» **ASSIGNED TASK**: Please look for the string "baby" below and report every line in which it occurs.

» **Stored items**:
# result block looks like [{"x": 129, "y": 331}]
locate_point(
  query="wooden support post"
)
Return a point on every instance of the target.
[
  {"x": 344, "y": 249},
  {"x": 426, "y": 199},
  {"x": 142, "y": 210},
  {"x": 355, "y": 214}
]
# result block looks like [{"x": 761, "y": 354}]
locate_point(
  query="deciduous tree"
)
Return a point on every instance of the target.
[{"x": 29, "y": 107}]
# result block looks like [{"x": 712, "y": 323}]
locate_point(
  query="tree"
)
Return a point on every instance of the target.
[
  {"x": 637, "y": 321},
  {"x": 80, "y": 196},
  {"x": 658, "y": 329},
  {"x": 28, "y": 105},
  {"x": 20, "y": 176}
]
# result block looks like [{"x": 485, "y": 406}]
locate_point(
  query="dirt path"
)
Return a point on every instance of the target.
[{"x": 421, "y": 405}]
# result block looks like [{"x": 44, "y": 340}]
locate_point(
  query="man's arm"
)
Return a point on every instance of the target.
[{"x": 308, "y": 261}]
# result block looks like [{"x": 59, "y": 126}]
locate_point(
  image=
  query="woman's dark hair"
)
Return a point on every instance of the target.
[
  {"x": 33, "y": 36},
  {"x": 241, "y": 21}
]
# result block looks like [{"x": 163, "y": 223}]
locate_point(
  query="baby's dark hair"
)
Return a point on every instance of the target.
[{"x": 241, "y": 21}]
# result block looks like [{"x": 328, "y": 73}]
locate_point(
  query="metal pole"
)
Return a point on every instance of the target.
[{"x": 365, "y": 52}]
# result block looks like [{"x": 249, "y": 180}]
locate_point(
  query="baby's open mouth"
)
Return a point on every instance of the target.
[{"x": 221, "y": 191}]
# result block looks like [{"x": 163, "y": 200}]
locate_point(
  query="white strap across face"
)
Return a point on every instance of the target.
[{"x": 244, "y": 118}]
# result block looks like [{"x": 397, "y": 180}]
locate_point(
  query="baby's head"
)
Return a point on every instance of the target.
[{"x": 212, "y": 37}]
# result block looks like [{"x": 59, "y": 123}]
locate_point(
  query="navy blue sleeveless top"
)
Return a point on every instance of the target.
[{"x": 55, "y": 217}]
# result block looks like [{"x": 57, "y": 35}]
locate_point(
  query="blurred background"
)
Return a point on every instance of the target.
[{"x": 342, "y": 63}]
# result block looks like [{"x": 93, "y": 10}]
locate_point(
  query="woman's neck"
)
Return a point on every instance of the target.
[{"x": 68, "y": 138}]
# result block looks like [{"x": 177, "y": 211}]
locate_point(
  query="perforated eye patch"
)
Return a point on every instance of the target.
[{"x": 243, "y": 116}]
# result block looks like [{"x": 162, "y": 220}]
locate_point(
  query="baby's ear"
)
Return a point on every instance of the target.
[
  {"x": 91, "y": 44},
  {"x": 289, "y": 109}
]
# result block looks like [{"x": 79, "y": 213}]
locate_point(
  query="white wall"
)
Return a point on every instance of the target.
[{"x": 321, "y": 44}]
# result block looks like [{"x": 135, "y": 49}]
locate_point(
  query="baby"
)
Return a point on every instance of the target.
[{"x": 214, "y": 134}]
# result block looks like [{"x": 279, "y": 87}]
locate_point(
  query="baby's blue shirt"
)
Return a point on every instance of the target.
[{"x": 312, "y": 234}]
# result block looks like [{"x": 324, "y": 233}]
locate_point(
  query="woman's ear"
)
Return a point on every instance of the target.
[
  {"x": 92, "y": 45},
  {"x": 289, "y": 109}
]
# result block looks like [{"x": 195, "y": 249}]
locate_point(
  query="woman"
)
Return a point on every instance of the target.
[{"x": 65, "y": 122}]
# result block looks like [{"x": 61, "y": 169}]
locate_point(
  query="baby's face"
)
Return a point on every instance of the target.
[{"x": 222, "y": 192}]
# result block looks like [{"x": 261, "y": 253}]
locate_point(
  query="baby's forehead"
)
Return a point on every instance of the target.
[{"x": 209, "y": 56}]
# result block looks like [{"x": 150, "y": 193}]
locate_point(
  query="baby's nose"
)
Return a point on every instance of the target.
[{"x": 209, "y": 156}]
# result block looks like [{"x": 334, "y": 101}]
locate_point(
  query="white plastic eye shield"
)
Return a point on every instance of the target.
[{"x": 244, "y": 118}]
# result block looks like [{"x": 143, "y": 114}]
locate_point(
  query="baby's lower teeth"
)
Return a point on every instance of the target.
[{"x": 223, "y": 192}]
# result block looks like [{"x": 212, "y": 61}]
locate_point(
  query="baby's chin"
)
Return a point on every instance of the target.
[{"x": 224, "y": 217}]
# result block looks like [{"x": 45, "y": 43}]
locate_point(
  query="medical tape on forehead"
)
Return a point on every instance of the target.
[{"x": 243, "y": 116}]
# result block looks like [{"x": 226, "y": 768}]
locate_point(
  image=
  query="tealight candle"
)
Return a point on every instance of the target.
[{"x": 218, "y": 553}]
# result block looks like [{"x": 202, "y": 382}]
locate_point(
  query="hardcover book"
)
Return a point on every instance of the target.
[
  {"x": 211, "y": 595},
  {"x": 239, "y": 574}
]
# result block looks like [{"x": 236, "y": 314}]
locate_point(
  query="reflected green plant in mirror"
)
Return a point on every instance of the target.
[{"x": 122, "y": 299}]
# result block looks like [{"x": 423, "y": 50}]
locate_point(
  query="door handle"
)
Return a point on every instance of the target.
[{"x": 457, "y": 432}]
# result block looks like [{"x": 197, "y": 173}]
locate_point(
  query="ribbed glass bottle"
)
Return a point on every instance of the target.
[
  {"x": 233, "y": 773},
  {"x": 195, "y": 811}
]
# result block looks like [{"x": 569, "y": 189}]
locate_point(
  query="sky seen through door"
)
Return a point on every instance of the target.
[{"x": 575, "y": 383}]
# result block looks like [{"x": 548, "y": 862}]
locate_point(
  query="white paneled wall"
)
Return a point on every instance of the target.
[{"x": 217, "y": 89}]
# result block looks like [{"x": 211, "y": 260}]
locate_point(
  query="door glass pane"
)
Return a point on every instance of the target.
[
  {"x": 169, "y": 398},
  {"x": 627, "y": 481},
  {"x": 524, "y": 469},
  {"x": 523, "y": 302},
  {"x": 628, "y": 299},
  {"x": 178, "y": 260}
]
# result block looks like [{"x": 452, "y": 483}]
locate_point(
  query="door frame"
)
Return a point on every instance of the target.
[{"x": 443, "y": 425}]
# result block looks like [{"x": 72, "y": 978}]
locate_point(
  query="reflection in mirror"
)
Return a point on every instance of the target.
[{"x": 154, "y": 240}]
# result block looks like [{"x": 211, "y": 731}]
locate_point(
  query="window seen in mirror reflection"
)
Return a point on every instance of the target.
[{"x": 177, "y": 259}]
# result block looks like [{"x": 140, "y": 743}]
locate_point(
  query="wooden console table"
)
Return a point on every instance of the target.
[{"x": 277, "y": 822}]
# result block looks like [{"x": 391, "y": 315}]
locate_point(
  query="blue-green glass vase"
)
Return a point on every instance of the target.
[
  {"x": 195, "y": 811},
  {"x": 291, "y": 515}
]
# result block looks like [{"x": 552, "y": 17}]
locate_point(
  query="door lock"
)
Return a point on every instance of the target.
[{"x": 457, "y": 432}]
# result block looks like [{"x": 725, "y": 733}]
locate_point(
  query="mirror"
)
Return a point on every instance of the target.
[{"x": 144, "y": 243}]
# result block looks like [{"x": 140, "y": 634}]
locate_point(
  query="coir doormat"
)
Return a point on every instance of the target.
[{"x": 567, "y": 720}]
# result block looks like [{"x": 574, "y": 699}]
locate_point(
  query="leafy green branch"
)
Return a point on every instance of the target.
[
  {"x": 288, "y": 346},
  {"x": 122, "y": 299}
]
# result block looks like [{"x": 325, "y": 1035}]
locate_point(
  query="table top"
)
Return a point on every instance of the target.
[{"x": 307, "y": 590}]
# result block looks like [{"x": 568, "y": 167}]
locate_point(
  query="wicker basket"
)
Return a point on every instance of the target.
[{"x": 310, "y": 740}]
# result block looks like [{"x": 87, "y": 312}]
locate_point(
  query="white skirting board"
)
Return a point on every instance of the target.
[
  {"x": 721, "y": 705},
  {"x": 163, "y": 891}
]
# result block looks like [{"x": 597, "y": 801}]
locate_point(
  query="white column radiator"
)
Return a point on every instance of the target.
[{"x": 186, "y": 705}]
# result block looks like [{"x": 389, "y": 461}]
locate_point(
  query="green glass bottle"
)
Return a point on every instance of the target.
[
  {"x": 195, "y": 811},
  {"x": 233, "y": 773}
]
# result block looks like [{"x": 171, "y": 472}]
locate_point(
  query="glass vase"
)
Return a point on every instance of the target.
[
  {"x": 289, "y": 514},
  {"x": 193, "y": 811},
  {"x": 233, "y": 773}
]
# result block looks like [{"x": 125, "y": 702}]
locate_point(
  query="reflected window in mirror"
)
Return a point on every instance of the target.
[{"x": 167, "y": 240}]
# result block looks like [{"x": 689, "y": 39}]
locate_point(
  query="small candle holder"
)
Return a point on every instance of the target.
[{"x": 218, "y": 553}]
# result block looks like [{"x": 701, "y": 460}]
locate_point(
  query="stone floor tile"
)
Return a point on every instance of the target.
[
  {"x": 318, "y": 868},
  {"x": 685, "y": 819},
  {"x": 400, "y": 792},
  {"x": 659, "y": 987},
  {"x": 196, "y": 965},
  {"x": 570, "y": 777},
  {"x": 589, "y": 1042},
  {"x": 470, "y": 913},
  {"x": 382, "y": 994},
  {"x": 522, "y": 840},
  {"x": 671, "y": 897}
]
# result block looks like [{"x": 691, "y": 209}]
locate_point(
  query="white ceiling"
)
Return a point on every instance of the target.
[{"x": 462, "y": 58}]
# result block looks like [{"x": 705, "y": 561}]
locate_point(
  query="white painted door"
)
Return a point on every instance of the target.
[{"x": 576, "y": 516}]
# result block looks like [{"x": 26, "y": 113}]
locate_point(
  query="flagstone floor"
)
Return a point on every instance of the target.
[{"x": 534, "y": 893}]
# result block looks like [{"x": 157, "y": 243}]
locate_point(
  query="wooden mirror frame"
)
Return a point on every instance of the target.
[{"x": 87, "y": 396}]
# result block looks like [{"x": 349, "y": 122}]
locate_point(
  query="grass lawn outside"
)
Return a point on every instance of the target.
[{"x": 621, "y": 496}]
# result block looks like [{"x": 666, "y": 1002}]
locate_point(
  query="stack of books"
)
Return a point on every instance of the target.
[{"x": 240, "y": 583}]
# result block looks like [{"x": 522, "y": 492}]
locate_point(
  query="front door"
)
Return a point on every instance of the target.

» **PROBLEM SOLUTION**:
  query="baby's dark hair"
  query="baby's open mouth"
  query="baby's head"
  query="baby's ear"
  query="baby"
  query="baby's blue shirt"
  query="baby's face"
  query="baby's forehead"
  query="baby's nose"
  query="baby's lower teeth"
  query="baby's chin"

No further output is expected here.